==== Selected extract

We are pleased to announce that Armeen Taeb, Assistant Professor of Statistics, has received a research grant award from the National Science Foundation for his proposal “False Discovery Control in Non-Standard Settings”.
Abstract:
Controlling the false positive error in model selection is a prominent paradigm for gathering evidence in data-driven science. In model selection problems such as variable selection and graph estimation, models are characterized by an underlying Boolean structure, such as the presence or absence of a variable or an edge. Therefore, false positive error or false negative error can be conveniently specified as the number of variables/edges that are incorrectly included or excluded in an estimated model. However, the increasing complexity of modern datasets has been accompanied by the use of sophisticated modeling paradigms in which defining false positive error is a significant challenge. For example, models specified by structures such as partitions (for clustering), permutations (for ranking), directed acyclic graphs (for causal inference), or subspaces (for principal components analysis) are not characterized by a simple Boolean logical structure, which leads to difficulties with formalizing and controlling false positive error. A new perspective is needed to provide reliable inference in modern data analysis. The methods developed in this project have the potential to impact a wide range of fields as varied as image analysis, geosciences, computational genomics, and many others. The research will engage both graduate and undergraduate students and will be disseminated to a broader audience through the development of new courses.
In this project, the PI develops a generic framework to organize classes of models as partially ordered sets (posets), which leads to systematic approaches for defining natural generalizations of false positive error and methodology for controlling this error. The project aims to use the poset framework to address the following questions: what attributes of the poset structure determine the power and computational complexities of false positive error controlling procedures? How can we exploit specific structures in posets to design powerful model selection methods? How do we provide false discovery rate guarantees over posets? Can we utilize the framework for learning rooted phylogenetic trees and performing highly correlated variable selection?
Congratulations to Armeen on his success!

========
==== Records

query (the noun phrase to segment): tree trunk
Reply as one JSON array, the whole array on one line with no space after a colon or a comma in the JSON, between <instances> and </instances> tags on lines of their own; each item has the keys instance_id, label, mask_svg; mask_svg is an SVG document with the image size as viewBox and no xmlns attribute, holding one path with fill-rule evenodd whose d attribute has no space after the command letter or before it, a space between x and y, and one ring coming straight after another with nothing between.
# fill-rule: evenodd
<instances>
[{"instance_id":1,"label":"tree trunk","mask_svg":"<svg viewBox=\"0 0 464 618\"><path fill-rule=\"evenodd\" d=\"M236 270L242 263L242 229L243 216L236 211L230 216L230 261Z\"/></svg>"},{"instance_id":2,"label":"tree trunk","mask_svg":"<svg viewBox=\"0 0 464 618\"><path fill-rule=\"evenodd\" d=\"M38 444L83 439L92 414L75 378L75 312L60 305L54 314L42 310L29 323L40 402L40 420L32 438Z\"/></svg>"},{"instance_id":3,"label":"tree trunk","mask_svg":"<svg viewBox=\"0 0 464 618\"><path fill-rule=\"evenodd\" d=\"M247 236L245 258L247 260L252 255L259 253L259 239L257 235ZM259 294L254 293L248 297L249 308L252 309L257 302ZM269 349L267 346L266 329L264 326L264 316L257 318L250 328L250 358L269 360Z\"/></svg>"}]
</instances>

========

**Actions to take:**
**1)** According to the grant announcement, what does the PI's generic framework organize classes of models as?
**2)** Reproduce word for word the portion of the grant announcement that runs from "In this project, the" up to and including "correlated variable selection?".

**Responses by task:**
**1)** Partially ordered sets (posets).

**2)**
In this project, the PI develops a generic framework to organize classes of models as partially ordered sets (posets), which leads to systematic approaches for defining natural generalizations of false positive error and methodology for controlling this error. The project aims to use the poset framework to address the following questions: what attributes of the poset structure determine the power and computational complexities of false positive error controlling procedures? How can we exploit specific structures in posets to design powerful model selection methods? How do we provide false discovery rate guarantees over posets? Can we utilize the framework for learning rooted phylogenetic trees and performing highly correlated variable selection?